Exercise instructions: In the entries that follow, how many lines contain "clock"? Answer with the number only.

[Entries taken from a collection]
※

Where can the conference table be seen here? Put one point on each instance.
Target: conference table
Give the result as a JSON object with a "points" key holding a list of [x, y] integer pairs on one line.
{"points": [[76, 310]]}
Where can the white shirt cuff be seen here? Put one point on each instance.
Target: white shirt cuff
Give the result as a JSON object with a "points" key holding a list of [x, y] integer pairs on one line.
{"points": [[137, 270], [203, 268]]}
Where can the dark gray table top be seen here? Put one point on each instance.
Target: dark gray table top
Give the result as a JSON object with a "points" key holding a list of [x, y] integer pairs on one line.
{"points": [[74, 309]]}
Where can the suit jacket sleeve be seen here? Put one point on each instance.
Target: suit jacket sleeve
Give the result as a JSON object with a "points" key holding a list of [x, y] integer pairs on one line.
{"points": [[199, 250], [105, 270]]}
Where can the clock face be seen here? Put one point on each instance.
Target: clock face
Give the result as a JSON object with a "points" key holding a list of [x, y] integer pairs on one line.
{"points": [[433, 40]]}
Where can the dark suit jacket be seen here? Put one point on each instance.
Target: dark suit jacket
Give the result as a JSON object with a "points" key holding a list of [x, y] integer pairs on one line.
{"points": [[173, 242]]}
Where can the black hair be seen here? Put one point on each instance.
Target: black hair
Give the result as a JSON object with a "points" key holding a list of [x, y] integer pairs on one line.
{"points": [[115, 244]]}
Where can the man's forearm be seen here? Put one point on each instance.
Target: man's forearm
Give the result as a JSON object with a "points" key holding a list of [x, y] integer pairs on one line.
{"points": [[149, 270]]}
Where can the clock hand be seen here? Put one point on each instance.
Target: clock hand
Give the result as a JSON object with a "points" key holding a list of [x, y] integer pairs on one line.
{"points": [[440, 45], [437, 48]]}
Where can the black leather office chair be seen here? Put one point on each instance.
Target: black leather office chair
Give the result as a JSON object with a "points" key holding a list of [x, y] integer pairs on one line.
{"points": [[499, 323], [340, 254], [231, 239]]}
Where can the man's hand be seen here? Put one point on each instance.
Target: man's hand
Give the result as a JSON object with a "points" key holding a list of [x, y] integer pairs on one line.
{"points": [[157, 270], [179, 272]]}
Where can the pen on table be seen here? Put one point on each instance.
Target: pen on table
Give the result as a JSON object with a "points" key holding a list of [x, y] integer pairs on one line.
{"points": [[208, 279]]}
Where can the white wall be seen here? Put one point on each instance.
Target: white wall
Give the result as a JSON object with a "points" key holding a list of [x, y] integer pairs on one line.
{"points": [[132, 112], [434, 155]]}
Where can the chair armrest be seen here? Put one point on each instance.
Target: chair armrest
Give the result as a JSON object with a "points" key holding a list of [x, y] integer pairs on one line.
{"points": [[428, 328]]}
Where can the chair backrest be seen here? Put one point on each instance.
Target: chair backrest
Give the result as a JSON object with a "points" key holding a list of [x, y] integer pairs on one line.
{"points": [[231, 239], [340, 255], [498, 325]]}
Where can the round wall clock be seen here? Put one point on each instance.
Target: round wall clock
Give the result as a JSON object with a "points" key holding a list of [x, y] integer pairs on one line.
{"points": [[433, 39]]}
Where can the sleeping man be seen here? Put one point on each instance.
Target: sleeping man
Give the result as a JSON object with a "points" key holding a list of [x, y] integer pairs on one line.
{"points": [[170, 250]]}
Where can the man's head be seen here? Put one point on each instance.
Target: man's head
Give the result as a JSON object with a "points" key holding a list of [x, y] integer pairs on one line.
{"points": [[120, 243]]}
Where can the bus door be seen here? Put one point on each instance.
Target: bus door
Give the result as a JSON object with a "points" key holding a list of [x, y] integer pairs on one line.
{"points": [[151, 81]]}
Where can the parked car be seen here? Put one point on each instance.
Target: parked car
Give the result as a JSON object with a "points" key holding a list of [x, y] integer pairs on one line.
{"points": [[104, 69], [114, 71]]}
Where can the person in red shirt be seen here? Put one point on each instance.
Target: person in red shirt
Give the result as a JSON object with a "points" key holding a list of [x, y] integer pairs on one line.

※

Solution to this task: 6